[Input records]
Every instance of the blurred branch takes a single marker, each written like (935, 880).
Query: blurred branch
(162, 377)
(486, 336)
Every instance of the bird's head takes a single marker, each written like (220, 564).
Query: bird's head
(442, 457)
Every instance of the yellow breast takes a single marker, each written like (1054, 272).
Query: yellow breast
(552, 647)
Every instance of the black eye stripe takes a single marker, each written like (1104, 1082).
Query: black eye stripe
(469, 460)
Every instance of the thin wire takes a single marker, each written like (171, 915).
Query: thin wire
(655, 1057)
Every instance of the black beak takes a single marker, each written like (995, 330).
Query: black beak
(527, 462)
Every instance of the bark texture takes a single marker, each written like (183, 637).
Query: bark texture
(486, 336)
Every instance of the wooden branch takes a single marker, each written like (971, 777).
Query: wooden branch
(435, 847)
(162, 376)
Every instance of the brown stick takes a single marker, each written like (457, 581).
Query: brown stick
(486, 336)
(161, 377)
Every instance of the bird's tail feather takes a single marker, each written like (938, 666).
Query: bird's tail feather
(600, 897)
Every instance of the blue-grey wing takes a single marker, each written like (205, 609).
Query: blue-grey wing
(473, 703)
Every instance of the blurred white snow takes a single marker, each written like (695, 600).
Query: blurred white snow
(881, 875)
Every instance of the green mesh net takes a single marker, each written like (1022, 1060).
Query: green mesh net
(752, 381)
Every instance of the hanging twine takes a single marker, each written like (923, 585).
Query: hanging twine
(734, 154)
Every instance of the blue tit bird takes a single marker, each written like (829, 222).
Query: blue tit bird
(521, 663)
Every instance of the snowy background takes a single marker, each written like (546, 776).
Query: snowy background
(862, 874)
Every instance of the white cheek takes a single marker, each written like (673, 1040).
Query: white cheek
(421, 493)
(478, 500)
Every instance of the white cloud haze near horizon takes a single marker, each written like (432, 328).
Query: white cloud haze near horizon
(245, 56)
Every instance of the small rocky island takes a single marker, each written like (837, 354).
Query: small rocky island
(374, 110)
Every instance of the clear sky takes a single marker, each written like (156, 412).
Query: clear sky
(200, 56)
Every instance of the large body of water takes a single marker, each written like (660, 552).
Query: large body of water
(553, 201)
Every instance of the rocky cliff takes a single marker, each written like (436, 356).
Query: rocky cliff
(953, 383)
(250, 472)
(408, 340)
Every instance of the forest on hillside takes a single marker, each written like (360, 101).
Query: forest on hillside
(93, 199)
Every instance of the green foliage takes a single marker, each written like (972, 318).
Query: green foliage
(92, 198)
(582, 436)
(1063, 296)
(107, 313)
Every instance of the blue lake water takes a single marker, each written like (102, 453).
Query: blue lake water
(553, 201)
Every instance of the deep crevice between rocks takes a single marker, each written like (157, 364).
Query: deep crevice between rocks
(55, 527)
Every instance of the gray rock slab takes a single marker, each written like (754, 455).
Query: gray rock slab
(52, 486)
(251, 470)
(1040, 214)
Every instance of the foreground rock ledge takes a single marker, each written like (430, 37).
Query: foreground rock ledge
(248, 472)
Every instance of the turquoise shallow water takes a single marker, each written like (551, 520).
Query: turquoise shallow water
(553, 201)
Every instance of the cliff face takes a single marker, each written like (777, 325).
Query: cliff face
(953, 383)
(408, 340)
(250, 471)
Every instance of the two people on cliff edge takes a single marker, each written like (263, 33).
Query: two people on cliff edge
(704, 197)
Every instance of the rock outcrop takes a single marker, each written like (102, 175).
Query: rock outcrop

[Exercise aim]
Above are the entries. Copy exactly the part that opens with the line containing "Query: blue lake water" and closes with the line containing "Every instance of the gray", and no more.

[Expected answer]
Query: blue lake water
(553, 201)
Every instance of the deep crevice between rocks takes a single marker, each written like (157, 364).
Query: deep crevice between rocks
(55, 527)
Every instance of the gray rock slab takes a single marker, each written like (754, 455).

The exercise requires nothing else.